Object location annotation data
^^^^^^^^^^^^^^^^
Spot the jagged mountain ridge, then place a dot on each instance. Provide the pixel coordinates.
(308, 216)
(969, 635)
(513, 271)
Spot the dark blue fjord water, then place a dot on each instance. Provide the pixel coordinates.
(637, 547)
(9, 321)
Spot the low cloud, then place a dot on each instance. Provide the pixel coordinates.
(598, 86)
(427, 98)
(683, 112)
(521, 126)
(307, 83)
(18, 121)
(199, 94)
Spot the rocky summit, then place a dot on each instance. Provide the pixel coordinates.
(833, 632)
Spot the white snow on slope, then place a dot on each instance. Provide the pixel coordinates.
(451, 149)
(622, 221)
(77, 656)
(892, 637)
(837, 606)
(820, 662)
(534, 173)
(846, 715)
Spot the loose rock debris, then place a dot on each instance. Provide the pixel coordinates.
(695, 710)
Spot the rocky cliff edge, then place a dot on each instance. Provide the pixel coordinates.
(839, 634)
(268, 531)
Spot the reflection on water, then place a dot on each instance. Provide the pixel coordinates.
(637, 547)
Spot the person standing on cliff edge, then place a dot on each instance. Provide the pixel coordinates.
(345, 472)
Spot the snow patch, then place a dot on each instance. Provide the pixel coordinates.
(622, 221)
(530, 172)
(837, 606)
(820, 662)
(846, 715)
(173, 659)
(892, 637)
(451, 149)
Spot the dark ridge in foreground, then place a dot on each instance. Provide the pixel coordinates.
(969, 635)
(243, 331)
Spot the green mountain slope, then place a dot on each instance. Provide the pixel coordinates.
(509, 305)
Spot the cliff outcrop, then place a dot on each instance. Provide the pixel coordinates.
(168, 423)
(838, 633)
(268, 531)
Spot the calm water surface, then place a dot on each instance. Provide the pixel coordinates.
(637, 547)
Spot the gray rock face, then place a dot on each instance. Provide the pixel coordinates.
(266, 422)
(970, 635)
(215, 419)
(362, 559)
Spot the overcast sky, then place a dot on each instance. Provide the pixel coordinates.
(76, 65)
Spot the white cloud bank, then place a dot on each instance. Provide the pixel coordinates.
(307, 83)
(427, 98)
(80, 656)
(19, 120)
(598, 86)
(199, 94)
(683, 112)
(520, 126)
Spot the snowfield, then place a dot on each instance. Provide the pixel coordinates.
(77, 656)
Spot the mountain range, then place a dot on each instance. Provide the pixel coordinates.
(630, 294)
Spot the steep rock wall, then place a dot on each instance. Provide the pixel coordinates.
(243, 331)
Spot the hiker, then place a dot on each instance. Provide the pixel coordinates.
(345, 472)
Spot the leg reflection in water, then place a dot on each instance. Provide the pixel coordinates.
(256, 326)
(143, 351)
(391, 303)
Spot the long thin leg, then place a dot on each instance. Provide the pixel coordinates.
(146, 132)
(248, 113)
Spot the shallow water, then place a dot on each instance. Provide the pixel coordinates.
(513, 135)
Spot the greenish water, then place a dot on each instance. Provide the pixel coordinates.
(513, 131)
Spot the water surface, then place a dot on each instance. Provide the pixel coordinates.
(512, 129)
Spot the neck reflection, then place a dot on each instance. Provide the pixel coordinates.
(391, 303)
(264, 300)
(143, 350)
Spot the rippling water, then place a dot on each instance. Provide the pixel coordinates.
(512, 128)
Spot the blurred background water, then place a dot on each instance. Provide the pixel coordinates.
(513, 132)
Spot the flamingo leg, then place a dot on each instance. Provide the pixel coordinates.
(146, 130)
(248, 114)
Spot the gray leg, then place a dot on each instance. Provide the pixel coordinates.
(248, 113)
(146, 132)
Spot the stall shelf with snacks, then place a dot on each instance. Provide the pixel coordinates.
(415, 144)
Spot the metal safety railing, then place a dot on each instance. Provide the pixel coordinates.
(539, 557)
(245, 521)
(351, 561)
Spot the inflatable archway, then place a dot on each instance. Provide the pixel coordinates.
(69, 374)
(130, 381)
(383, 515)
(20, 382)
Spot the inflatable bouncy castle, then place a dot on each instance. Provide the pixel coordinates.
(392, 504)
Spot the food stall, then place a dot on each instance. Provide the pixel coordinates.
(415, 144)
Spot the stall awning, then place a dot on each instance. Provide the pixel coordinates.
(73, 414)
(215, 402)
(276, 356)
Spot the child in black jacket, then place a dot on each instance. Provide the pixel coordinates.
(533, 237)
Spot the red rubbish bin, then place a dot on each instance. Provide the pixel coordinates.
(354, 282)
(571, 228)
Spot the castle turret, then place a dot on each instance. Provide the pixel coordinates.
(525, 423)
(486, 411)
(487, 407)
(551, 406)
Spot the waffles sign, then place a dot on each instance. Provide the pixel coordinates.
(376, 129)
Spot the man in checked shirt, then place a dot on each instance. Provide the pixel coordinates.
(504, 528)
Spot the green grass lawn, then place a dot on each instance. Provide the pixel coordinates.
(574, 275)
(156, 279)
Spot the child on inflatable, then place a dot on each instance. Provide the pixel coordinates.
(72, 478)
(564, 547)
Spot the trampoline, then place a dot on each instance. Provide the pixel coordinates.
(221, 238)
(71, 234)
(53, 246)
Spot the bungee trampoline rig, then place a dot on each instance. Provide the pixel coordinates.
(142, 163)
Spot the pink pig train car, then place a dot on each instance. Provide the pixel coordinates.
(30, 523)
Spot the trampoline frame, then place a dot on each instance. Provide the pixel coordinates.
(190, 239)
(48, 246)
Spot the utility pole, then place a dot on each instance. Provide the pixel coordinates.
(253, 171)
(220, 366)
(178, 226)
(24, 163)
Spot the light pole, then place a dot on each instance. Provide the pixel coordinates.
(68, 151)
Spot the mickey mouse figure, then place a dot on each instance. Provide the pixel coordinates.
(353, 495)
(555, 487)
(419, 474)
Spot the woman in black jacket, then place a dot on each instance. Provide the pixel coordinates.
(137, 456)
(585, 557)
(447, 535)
^^^^^^^^^^^^^^^^
= TASK DIRECTIONS =
Transcribe the data. Leave every line exactly as it is.

= FULL RESPONSE =
Spot the jagged mountain ridge, then place a dot on each instance. Provide the pixel coordinates.
(308, 216)
(969, 635)
(513, 271)
Spot the dark blue fjord water, then place a dot on each instance. Provide the pixel coordinates.
(637, 547)
(9, 321)
Spot the low cloud, then place a dot on each instance. Provide the pixel coordinates.
(598, 86)
(427, 98)
(683, 112)
(521, 126)
(307, 83)
(18, 121)
(199, 94)
Spot the rocky summit, then place a dot on each instance. Provide the pixel coordinates.
(833, 632)
Spot the white snow on slope, then place a dot on each instance. Provide the pixel coordinates.
(451, 149)
(622, 221)
(77, 656)
(892, 637)
(837, 606)
(820, 662)
(534, 173)
(846, 715)
Spot the loose rock debris, then place a dot on each instance. Provide the pixel coordinates.
(695, 710)
Spot the rocky cliff edge, then place a dot on each instance. Provide the pixel coordinates.
(839, 634)
(268, 531)
Spot the reflection on water, then place a dot on each instance. Provide the pixel coordinates.
(637, 547)
Spot the person standing on cliff edge, then place a dot on each instance. Provide the pixel coordinates.
(345, 472)
Spot the snow patch, then place a dot on each instance. Provide the pixel coordinates.
(622, 221)
(530, 172)
(837, 606)
(820, 662)
(846, 715)
(173, 659)
(892, 637)
(451, 149)
Spot the dark ridge in foreground, then place a dot on each instance. Provide the pixel coordinates.
(969, 635)
(243, 331)
Spot the green mountain slope, then place a dot on each instance. Provide the pixel coordinates.
(509, 305)
Spot the cliff outcrop, then place a dot on each instance. Provide the pixel coordinates.
(168, 423)
(838, 633)
(268, 531)
Spot the calm water surface, then place a dot on each instance. Provide the pixel coordinates.
(637, 547)
Spot the gray rock face, then place a dot on each instance. Provide the pixel coordinates.
(266, 422)
(970, 635)
(215, 419)
(362, 559)
Spot the overcast sky, then place a dot on each instance. Provide the pixel coordinates.
(76, 65)
Spot the white cloud bank, then place a dot on each instance. Provide the pixel coordinates.
(307, 83)
(427, 98)
(80, 656)
(19, 120)
(598, 86)
(199, 94)
(683, 112)
(520, 126)
Spot the snowfield, then place a dot on each instance. Provide the pixel coordinates.
(77, 656)
Spot the mountain range, then place a dot on each instance. Provide the pixel coordinates.
(630, 294)
Spot the steep rock wall, then place a dot on each instance. Provide the pixel coordinates.
(243, 331)
Spot the hiker, then place a dot on each instance. Provide the pixel coordinates.
(345, 472)
Spot the leg reflection in water, then place a dot on each instance. Provide the pixel coordinates.
(256, 326)
(143, 351)
(391, 303)
Spot the long thin leg, then place a dot on each instance. Provide the pixel coordinates.
(146, 132)
(248, 113)
Spot the shallow water, then place a dot on each instance. Provide the pixel coordinates.
(513, 135)
Spot the greenish water, then place a dot on each instance. Provide the pixel coordinates.
(513, 131)
Spot the water surface, then place a dot on each instance. Provide the pixel coordinates.
(512, 129)
Spot the neck reflection, then place a dot on each instance. Provide the pixel coordinates.
(391, 303)
(264, 300)
(143, 350)
Spot the rippling water, then place a dot on each instance. Provide the pixel coordinates.
(512, 128)
Spot the blurred background water, then place a dot on each instance. Provide the pixel coordinates.
(513, 132)
Spot the flamingo leg, then place a dot on each instance. Provide the pixel coordinates.
(146, 130)
(248, 114)
Spot the gray leg, then place a dot on each instance. Provide the pixel coordinates.
(248, 113)
(146, 132)
Spot the stall shelf with snacks, then place a dot on each instance. Provide the pixel coordinates.
(415, 144)
Spot the metal safety railing, then place a dot on each instance. Provide the pixel coordinates.
(539, 557)
(245, 521)
(351, 561)
Spot the inflatable archway, then place a dot on each instance. Provide the pixel coordinates.
(69, 374)
(130, 381)
(383, 515)
(20, 382)
Spot the inflatable bouncy castle, then place a dot on each instance. Provide the pixel coordinates.
(392, 504)
Spot the food stall, then place a dot on each instance. Provide the pixel coordinates.
(415, 144)
Spot the stall awning, then place a dot on each instance. Provide the pixel coordinates.
(73, 414)
(215, 402)
(276, 356)
Spot the child in black jacket, then place a dot on each instance. Provide the pixel coordinates.
(533, 237)
Spot the red rubbish bin, then place a dot on each instance. Provide the pixel coordinates.
(354, 282)
(571, 228)
Spot the castle turret, then place a dot on each instance. Provide the pixel coordinates.
(525, 423)
(486, 411)
(487, 407)
(551, 406)
Spot the waffles sign, then place a dot on each instance. Provide the pixel coordinates.
(376, 129)
Spot the man in checked shirt, then place a dot on each instance. Provide the pixel coordinates.
(504, 528)
Spot the green grass lawn, then place a dot on each instance. Provide the pixel coordinates.
(574, 275)
(156, 279)
Spot the child on inflatable, then place a dot on each instance. Provide the pixel coordinates.
(72, 478)
(564, 547)
Spot the trampoline, then place a dot on each instance. Provide the pixel coordinates.
(221, 238)
(71, 234)
(53, 246)
Spot the bungee trampoline rig, then place a dot on each instance. Provide the pixel coordinates.
(142, 163)
Spot the pink pig train car, then place a dot on each instance. Provide the pixel coordinates.
(30, 523)
Spot the trampoline frame, then place a dot on each instance. Provide the pixel coordinates.
(190, 239)
(48, 246)
Spot the utility pole, then place a dot on each instance. Provide the pixel coordinates.
(253, 171)
(220, 366)
(178, 226)
(24, 163)
Spot the light pole, then place a dot on each instance. Provide the pixel coordinates.
(68, 151)
Spot the mickey mouse figure, then place a dot on each instance. Provide the pixel coordinates.
(353, 495)
(555, 487)
(419, 474)
Spot the woman in black jacket, then place a dot on each instance. Provide the pixel coordinates.
(137, 456)
(585, 557)
(447, 535)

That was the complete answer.